Make an exact copy of all the entries, but do not reproduce the pictures.

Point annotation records
****

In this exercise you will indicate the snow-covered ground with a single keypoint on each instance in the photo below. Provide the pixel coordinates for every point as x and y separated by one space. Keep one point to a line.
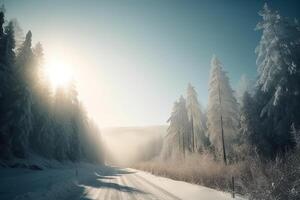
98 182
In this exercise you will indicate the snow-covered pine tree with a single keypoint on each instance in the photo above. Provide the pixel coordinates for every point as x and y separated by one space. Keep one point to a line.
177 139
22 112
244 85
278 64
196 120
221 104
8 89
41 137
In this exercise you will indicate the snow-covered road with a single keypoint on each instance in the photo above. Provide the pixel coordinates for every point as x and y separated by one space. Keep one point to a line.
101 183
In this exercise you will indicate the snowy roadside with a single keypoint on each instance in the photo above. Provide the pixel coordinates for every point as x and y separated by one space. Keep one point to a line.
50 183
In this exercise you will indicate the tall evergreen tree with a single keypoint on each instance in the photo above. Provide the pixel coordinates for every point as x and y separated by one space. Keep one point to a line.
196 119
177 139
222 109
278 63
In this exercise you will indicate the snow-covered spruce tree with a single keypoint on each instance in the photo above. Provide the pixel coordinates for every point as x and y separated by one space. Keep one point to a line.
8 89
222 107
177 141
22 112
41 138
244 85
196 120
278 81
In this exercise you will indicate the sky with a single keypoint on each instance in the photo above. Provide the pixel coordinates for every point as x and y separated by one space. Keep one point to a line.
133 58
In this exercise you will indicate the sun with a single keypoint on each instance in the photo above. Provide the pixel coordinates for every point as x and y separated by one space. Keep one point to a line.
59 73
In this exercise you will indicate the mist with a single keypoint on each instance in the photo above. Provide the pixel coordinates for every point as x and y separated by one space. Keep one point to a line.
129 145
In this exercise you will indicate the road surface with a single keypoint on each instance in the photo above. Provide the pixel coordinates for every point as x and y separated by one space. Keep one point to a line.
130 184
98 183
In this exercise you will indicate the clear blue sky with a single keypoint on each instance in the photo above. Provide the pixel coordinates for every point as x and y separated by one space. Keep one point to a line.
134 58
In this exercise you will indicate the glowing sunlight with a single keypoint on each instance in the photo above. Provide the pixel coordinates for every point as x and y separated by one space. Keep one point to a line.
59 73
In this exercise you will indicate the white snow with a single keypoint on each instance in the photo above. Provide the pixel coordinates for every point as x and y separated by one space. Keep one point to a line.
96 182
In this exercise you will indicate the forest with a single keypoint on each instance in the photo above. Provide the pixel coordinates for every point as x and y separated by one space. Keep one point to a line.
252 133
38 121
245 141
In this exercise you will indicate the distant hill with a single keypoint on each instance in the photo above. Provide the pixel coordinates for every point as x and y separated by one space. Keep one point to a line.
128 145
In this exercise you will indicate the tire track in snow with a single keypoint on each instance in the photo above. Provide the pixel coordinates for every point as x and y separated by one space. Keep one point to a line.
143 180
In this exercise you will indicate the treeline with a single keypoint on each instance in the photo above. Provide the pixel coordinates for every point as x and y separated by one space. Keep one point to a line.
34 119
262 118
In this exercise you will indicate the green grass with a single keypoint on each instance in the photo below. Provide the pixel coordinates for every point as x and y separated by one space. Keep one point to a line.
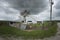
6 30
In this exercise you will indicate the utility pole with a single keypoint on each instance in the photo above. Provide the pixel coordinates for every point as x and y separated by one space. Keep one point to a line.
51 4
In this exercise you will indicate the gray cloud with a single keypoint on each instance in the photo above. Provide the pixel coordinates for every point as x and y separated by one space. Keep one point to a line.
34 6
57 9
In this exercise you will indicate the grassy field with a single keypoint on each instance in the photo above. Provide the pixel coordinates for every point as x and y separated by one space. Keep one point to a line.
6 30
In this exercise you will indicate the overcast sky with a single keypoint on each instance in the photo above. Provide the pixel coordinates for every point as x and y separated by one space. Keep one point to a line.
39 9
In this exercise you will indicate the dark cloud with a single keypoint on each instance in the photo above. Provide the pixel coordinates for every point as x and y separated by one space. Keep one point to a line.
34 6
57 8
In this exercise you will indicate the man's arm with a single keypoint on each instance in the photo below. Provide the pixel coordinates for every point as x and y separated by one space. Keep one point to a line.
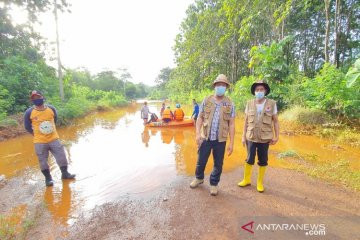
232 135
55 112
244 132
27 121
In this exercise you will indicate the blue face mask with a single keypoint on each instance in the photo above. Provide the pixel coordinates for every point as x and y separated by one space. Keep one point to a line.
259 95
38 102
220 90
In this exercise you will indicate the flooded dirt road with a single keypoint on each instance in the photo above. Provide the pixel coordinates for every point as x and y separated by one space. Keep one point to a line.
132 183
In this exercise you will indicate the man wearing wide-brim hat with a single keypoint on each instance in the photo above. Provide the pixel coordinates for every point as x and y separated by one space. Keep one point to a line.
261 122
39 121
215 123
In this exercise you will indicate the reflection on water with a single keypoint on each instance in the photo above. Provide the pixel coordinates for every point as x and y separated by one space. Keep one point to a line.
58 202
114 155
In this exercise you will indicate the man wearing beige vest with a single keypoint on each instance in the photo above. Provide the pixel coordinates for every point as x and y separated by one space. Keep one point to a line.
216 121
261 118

****

RESULT:
In this exercise you will indicate the snow-covered ground with a single keypoint on each instance in the photo below. Provide the pixel coordinates for every point as x and y separated by one space. Keep one point to a line.
98 182
In this exercise you will indicate the snow-covered pine tree with a single keypoint on each instance in the photo above. Provide the pixel coordinates for every point as x and y separated by one space. Keep one point to a line.
177 139
22 112
244 85
278 64
196 120
221 104
8 89
41 137
In this exercise you will indicate the snow-covered road with a single keypoint on each instance in the photo above. Provide the pixel coordinates for every point as x and y separated by one space. Keep one point to a line.
101 183
In this exercise you will indicate the snowy roadside with a single keypoint on each instance in the photo above. Provide the pixel coordinates for every point as x and y separated by one space. Keep one point to a line.
50 183
In this exercise you will indicate the tall evergreen tree with a single keypoint on each instance in the photo above. Provide the pixel coordinates for every point as x and y separated by one space. Keep one point to a line.
196 119
177 139
222 109
278 63
In this exercise you will indicate the snow-covered spruce tree with a single keypoint on each instance in the photo above. Provide the pixel coordinates for every point as x and y separated by one space. Keep one point to a line.
8 89
222 107
177 141
22 112
41 138
244 85
196 120
278 81
In this exercise you will indicate the sky with a single keypoint on each instance in the photo above. Provide the pixel coordinates for every point as x and y separated by one space. Keep one point to a line.
133 58
In this exercise you will indicate the sun with a single keypoint on each instance in the photo above. Provide the pixel coordinates for every point as x and y separated by one space. Keep one point to a line.
59 73
In this exercise you will indicate the mist with a single keypoint on each instance in the photo above. Provide the pixel coordinates for every point as x and y separated by one space. Keep one point to a line.
129 145
In this exercise you will indicate the road surface with a single keypoint on each instance in the photo above. Provide the pixel coordinates for every point as x and y separated by one space. Keep one point to a line.
130 184
98 183
In this exercise you will indicate the clear blue sky with a single keypoint on each instance in the photo above. Provide the pixel coordinates for every point as x and y separated by one space. Keep one point to a line.
134 58
In this exercise you will indicate the glowing sunlight with a single keypoint on each instance in the photo above. Provide the pixel coordinates for every point as x and y separated by one space. Keep one point to a line.
59 73
In this exercise you will indicate the white snow with a single keypoint on each instance in the photo above. Provide the pixel coordinates for every point as x and y separated by one space. Keep one point to a line.
96 182
In this exercise you will indicate the forest with a single keypoint on each instance in the photo above. Provide the pixel coordinates for every point as x and y separated by one space. Keep one point to a line.
252 133
38 121
245 141
In this exercise you will indicate the distant hill with a single keypoint on each instance in the photo above. Provide the pixel coordinates for every point as x and y separated by one space. Keep one point to a line.
128 145
In this exercise you will indicate the tire track in snow with a single keypoint on each instance in the photo above. Provide the pixel coordinates for every point as x and y separated by one space. Keep one point to a line.
143 180
In this exercise you will indicate the treeline with a single keypoint on each instance in the photo above. Provide the pixel coordinates for every point as x and y separated by one space. Keep one point to a line.
34 119
262 118
In this exercise you will indicate the green grass with a single keypoint on each instance in the photo below. Provide the pixel coordinates for every point as x and y separated by one space. Keep one point to a line.
6 30
In this exercise you will indicate the utility pole with a single keypoint on each instance in the photo above. Provide the pixel coordinates for every point as x and y separated by one space. Keep one point to a line.
51 4
In this exercise you will indicate the gray cloud with a single keypoint on each instance in the photo above. Provide the pixel coordinates for every point as x and y separated by one space. Keep one point to a line.
34 6
57 9
In this exercise you will indicate the grassy field with a single keypoint on each instance in the photo above. Provide the pixel coordinates for every point as x and y separated by one space. Keep one point to a line.
6 30
In this exercise you will indicate the overcast sky with a single keypoint on each instance in the photo above. Provide the pixel coordinates for every point as x and y separated by one space. Keep one point to a line.
39 9
In this exercise you will indicate the dark cloud with a single keypoint on each instance in the photo above. Provide the pixel coordinates for every point as x and y separated by one space. Keep one point to a line.
34 6
57 8
In this exercise you will indicate the man's arm with a single keypoint on each instance in the photo below. Provide the pixel coordinates for every point as x and y separated by one space. Keep one point to a line.
232 135
55 112
244 132
27 121
In this exercise you will indicate the blue face mask with a single keypoint on each instance in the photo above. Provide the pixel coordinates for every point as x and y separated by one space. Keep one point to a line.
259 95
38 102
220 90
In this exercise you will indicate the flooded dirt road with a single keypoint on each instance in the photo above. Provide the pixel coordinates for every point as x and y separated by one space. Keep one point to a line.
132 183
In this exercise you will indicate the man wearing wide-brim hat with a single keypoint on each instance in the photo above. Provide the pixel coordinates for every point as x and y separated by one space. Keep one point to a line.
261 122
39 121
215 123
In this exercise you will indicate the reflection on water with a single keypoint on each instance in the photo above. Provide the pixel coordinates for every point as x and y separated by one space. Keep one point to a line.
58 202
114 155
In this exercise you will indicate the man wearing beige vest with a single keypoint on each instance in the photo above. Provide the pixel coordinates for every point as x and y separated by one space. Keep one point to a line.
216 121
261 118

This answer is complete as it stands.